[About this exercise]:
Could you print the full listing below, keeping each line identical?
===============
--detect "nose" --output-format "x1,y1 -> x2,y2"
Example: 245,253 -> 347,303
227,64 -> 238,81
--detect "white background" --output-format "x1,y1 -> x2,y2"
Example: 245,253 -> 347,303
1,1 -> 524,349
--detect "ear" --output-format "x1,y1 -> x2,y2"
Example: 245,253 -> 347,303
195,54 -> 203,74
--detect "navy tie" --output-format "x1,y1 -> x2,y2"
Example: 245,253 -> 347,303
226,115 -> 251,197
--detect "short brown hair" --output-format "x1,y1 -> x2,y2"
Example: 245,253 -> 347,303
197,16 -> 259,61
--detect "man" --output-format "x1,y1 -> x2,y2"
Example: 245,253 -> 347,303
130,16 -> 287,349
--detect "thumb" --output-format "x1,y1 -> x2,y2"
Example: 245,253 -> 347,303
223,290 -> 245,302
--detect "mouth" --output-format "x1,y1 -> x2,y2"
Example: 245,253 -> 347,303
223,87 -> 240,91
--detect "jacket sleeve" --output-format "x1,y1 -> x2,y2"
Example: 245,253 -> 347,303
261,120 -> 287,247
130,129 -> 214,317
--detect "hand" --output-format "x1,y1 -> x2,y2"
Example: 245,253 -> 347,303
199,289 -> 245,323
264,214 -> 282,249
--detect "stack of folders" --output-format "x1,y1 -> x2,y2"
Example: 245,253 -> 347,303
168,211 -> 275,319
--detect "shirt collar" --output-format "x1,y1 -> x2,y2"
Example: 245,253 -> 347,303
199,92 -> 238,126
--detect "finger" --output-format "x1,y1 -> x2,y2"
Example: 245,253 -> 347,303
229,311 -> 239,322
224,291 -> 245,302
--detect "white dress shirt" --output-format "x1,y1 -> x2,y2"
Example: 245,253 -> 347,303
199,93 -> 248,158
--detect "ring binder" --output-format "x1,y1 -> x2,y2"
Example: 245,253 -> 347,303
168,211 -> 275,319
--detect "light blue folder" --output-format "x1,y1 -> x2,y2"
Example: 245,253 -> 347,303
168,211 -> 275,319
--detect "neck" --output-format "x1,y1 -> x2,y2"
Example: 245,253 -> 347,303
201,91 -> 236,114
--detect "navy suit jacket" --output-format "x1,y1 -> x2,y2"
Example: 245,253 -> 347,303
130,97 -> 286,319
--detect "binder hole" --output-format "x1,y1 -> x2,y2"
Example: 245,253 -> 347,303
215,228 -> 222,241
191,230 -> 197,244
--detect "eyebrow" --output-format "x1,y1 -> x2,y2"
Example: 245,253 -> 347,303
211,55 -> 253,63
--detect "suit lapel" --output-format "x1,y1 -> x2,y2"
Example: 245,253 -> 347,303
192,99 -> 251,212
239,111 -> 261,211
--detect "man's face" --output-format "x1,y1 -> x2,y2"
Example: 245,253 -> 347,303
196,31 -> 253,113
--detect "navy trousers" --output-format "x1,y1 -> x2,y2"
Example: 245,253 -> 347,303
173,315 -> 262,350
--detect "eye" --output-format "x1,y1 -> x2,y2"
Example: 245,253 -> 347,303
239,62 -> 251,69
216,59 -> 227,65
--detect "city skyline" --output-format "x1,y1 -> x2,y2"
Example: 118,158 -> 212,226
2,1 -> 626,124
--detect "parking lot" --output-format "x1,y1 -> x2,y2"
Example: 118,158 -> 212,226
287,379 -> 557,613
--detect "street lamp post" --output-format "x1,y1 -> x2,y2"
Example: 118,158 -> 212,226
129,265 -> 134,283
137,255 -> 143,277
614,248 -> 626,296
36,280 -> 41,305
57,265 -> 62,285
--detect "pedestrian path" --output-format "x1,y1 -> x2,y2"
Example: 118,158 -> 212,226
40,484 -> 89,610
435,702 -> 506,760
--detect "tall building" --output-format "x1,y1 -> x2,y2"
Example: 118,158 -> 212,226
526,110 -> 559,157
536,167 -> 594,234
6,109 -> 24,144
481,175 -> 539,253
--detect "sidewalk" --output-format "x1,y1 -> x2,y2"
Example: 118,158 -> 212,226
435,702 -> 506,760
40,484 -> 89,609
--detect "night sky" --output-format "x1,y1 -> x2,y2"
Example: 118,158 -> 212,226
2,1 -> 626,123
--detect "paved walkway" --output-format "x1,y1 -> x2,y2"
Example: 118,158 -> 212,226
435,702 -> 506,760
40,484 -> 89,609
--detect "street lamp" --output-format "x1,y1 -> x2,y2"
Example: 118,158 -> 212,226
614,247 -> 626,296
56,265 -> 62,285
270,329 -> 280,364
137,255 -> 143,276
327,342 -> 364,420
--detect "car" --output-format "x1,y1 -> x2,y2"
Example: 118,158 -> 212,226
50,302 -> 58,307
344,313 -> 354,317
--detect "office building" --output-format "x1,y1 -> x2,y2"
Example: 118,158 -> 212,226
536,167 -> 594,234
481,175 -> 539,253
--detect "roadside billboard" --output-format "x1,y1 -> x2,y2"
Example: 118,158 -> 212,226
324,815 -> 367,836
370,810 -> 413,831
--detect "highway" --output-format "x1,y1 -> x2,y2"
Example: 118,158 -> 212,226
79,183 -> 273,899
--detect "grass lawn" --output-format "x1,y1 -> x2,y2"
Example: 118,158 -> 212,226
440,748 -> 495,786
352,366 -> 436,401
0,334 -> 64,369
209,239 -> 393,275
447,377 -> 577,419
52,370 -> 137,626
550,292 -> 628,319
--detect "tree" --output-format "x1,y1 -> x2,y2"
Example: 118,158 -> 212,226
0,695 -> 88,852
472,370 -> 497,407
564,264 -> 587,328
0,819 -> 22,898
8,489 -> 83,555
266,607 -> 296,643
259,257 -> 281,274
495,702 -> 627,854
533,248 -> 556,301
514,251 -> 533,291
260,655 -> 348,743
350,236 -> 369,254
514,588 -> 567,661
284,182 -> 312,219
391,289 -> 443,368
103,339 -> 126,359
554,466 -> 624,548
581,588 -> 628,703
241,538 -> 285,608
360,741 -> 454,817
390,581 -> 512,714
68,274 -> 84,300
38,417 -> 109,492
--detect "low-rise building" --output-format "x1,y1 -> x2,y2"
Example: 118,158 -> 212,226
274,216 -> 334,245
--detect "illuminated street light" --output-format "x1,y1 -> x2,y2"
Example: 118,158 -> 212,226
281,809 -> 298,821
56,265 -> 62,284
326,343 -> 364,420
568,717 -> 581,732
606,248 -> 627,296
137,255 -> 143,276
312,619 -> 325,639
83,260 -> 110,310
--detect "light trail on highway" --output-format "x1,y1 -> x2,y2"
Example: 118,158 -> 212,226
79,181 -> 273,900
===============
[Expected answer]:
--detect "nose" --output-format "x1,y1 -> x2,y2"
Example: 245,253 -> 347,303
227,64 -> 238,81
--detect "white background" --output-format "x1,y1 -> x2,y2"
Example: 245,253 -> 347,303
1,1 -> 524,349
--detect "ear" --output-format "x1,y1 -> x2,y2"
Example: 245,253 -> 347,303
195,54 -> 203,74
--detect "navy tie" --output-format "x1,y1 -> x2,y2"
Example: 245,253 -> 347,303
226,115 -> 251,197
--detect "short brown hair" --output-format "x1,y1 -> x2,y2"
Example: 245,253 -> 347,303
197,16 -> 259,61
--detect "man" --output-format "x1,y1 -> x2,y2"
Example: 245,253 -> 347,303
130,16 -> 287,349
--detect "thumb" --output-format "x1,y1 -> x2,y2"
Example: 245,253 -> 347,303
223,290 -> 245,302
--detect "mouth" --output-format "x1,y1 -> x2,y2"
Example: 245,253 -> 347,303
223,87 -> 240,91
--detect "jacket sleeve" --output-format "x1,y1 -> x2,y2"
Example: 245,253 -> 347,303
261,120 -> 287,247
130,129 -> 214,317
--detect "hand" --output-format "x1,y1 -> x2,y2"
Example: 245,253 -> 347,303
199,289 -> 245,323
264,214 -> 282,249
--detect "stack of folders" --output-format "x1,y1 -> x2,y2"
Example: 245,253 -> 347,303
168,211 -> 275,319
--detect "shirt collar" --output-format "x1,y1 -> x2,y2"
Example: 245,253 -> 347,303
199,92 -> 238,126
--detect "finger" --output-format "x1,y1 -> x2,y2"
Example: 245,253 -> 347,303
229,311 -> 239,322
224,291 -> 245,302
--detect "white dress shirt" --output-format "x1,y1 -> x2,y2"
Example: 245,253 -> 347,303
199,93 -> 248,158
--detect "ring binder" --output-format "x1,y1 -> x2,y2"
Example: 245,253 -> 347,303
168,211 -> 275,319
--detect "light blue folder" --output-format "x1,y1 -> x2,y2"
Example: 245,253 -> 347,303
168,211 -> 275,319
--detect "neck" --output-format "x1,y1 -> x2,y2"
Example: 245,253 -> 347,303
201,91 -> 236,114
--detect "navy suit jacket" --output-format "x1,y1 -> x2,y2"
Example: 245,253 -> 347,303
130,97 -> 286,319
--detect "binder hole" --output-format "x1,y1 -> x2,y2"
Example: 245,253 -> 347,303
215,228 -> 222,241
191,230 -> 197,244
--detect "eyebrow" --output-format "x1,y1 -> x2,y2"
Example: 245,253 -> 347,303
211,55 -> 253,63
--detect "suit lapel" --output-format "x1,y1 -> x2,y2"
Example: 245,253 -> 347,303
192,99 -> 251,212
239,111 -> 261,211
--detect "man's face" --output-format "x1,y1 -> x2,y2"
Example: 245,253 -> 347,303
196,31 -> 253,113
--detect "navy trousers" --output-format "x1,y1 -> x2,y2"
Example: 245,253 -> 347,303
173,315 -> 262,350
--detect "eye" --output-format "x1,y1 -> x2,y2"
Example: 245,253 -> 347,303
239,62 -> 251,69
216,59 -> 227,65
--detect "city skyline" --output-format "x1,y1 -> x2,y2"
Example: 118,158 -> 212,226
2,1 -> 626,124
--detect "parking lot" --output-format "x1,y1 -> x2,y2"
Example: 118,158 -> 212,226
287,379 -> 557,613
--detect "street lamp post" --output-format "x1,y1 -> x2,y2"
Example: 118,158 -> 212,226
129,265 -> 134,283
137,255 -> 143,277
614,248 -> 626,296
36,280 -> 41,305
57,265 -> 62,285
--detect "pedestrian path" --output-format "x1,y1 -> x2,y2"
Example: 118,158 -> 212,226
40,484 -> 89,610
435,702 -> 506,760
--detect "tall building" --output-format "x1,y1 -> x2,y2"
Example: 118,158 -> 212,226
526,110 -> 559,157
536,167 -> 594,234
6,109 -> 24,144
481,175 -> 539,253
--detect "sidewalk" --output-format "x1,y1 -> x2,y2"
Example: 118,158 -> 212,226
435,702 -> 506,760
40,484 -> 89,609
--detect "night sky" --output-format "x1,y1 -> x2,y2"
Example: 118,158 -> 212,226
2,1 -> 626,123
--detect "paved walkway" --output-format "x1,y1 -> x2,y2"
Example: 118,158 -> 212,226
435,702 -> 506,760
40,484 -> 89,609
--detect "street lamp" --output-format "x1,y1 -> x2,y2"
Example: 118,158 -> 212,226
614,247 -> 626,296
56,265 -> 62,285
270,329 -> 280,364
137,255 -> 143,276
327,342 -> 364,420
--detect "car" --output-format "x1,y1 -> x2,y2"
Example: 118,158 -> 212,226
50,302 -> 58,307
344,313 -> 354,317
--detect "office building" --output-format "x1,y1 -> x2,y2"
Example: 118,158 -> 212,226
536,167 -> 594,234
481,175 -> 539,253
--detect "roadside billboard" --output-format "x1,y1 -> x2,y2"
Example: 118,158 -> 212,226
324,815 -> 367,836
370,810 -> 413,831
--detect "highway" --output-format "x1,y1 -> x2,y2"
Example: 118,158 -> 212,226
79,183 -> 273,899
--detect "grass lawn" --output-format "x1,y1 -> x2,y2"
Example: 118,158 -> 212,226
440,748 -> 495,786
352,366 -> 436,401
0,334 -> 64,369
209,239 -> 393,275
447,377 -> 577,419
52,370 -> 137,626
550,292 -> 628,319
--detect "tree" --output-format "x1,y1 -> x2,y2"
Example: 118,158 -> 212,226
0,695 -> 88,852
472,370 -> 497,407
564,264 -> 587,328
0,819 -> 22,898
8,489 -> 83,555
266,607 -> 296,643
259,257 -> 281,274
495,702 -> 627,854
533,248 -> 556,301
514,251 -> 533,291
260,655 -> 348,743
350,236 -> 369,254
514,588 -> 567,661
284,182 -> 312,219
391,289 -> 443,368
103,339 -> 126,359
554,466 -> 624,548
581,588 -> 628,703
241,538 -> 285,608
360,741 -> 454,817
390,581 -> 512,714
68,274 -> 84,300
38,417 -> 109,492
--detect "low-rise building" --output-format "x1,y1 -> x2,y2"
Example: 118,158 -> 212,226
274,216 -> 334,245
--detect "illuminated street light" --output-format "x1,y1 -> x2,y2"
Example: 118,158 -> 212,226
281,809 -> 298,821
56,265 -> 62,284
326,343 -> 364,420
568,717 -> 581,732
606,248 -> 627,296
137,255 -> 143,276
312,619 -> 325,639
83,260 -> 110,310
--detect "light trail on highway" --output-format "x1,y1 -> x2,y2"
Example: 118,158 -> 212,226
79,181 -> 273,900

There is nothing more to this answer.